• [WORK REQUIRED]:
Answer from the essay on voting and President Biden:
(a) What three things can distort the story we tell ourselves?
(b) For how many years did Joe Biden serve under Barack Obama?
(c) Past what date should readers play the movie ahead?

• [SELECTED EXCERPT]:
§ §
We all have a story we tell ourselves, a narrative about who we are and what matters to us.
That story can act like a True North in disorienting days like the ones we find ourselves tumbling through in this moment.
It can also be terribly flawed, distorted by emotion, subjectivity, and bad information.
Right now a disturbing fiction is taking hold in many progressives and moderates, especially younger voters: the idea that rejecting President Biden in November is a way of hurting him personally; that abstaining or protest voting is an effective personal penalty for what they believe is his mishandling of the deadly crisis in the Middle East (one that began decades ago and that will surely outlive us). They see their vote (or their lack of it) as a righteous middle finger to the current President.
That simply isn’t how this is going to work.
This isn’t what is at stake here.
If your focus is on Joe Biden, you’re likely not a student of recent history or you’re not paying attention or you’re not playing the movie ahead past November 5th.
Joe Biden has spent his life devoted to public service and to the stewarding of America over the last six decades, eight of those years serving under Barack Obama, helping advance policies that have been part of the tremendous period of human and civil rights advances, environmental protections, and national prosperity that we have experienced in our lifetimes. Much of what we fear we are losing in recent years is due to the fact that he and the Democrats helped us attain them to begin with.
In advance of the 2020 campaign, despite his age, Joe Biden stepped forward to successfully help this nation avoid a looming existential crisis in Donald Trump. He has deftly carried us through a planetary public health crisis, woefully mishandled by his predecessor. He stabilized us following a Republican-sanctioned Capitol insurrection and the post-election chaos it left in its wake. He has helped America recover from a COVID-inflation far faster than most of the world has.
Then came the sickening Hamas-birthed terrorist horrors in Israel on October 6th and Israel’s scorched earth response since then. And with every passing week of this sprawling and complex tragedy, we have seen a rising sentiment here among Leftist voters that has made this a dealbreaker for them regarding President Biden, despite the simply unthinkable alternative.
§ §
• [DATA EXCERPTS]:
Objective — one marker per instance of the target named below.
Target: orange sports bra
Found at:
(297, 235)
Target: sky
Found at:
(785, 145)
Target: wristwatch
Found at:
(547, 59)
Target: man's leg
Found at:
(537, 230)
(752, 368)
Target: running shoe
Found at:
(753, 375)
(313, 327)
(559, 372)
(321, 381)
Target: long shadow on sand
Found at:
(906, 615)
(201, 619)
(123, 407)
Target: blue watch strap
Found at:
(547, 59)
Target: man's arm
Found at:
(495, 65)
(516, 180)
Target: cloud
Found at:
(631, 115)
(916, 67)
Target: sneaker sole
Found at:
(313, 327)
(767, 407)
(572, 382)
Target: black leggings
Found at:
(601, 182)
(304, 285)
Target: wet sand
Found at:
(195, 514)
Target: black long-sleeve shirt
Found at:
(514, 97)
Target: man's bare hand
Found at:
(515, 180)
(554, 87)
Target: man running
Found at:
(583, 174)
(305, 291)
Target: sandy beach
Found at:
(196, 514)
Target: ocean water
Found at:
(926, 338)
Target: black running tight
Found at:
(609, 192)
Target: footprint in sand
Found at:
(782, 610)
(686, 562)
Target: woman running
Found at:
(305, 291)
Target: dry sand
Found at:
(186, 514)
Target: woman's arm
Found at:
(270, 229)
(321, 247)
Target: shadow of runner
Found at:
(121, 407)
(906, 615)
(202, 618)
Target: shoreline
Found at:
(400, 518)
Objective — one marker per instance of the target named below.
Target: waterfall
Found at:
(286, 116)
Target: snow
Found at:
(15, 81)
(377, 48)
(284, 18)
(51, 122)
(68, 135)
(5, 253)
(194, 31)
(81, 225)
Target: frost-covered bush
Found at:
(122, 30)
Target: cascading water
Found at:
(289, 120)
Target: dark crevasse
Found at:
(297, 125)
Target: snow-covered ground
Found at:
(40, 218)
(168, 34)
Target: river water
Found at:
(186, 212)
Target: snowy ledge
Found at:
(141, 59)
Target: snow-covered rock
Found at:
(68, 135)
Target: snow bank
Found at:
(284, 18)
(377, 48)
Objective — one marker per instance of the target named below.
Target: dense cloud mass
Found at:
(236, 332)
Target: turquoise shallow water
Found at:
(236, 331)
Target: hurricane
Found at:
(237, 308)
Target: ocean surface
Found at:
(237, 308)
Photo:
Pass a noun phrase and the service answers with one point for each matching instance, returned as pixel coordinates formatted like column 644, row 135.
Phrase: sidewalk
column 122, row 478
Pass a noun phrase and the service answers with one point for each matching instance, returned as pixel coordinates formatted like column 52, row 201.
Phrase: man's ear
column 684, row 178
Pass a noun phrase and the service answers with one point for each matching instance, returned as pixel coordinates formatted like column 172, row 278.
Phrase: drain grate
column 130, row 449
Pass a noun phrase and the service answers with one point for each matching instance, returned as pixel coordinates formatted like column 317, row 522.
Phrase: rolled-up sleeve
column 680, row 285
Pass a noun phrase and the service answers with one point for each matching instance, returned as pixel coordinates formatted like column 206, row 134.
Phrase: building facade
§ §
• [EXPECTED OUTPUT]:
(a) Emotion, subjectivity, and bad information
(b) Eight years
(c) November 5th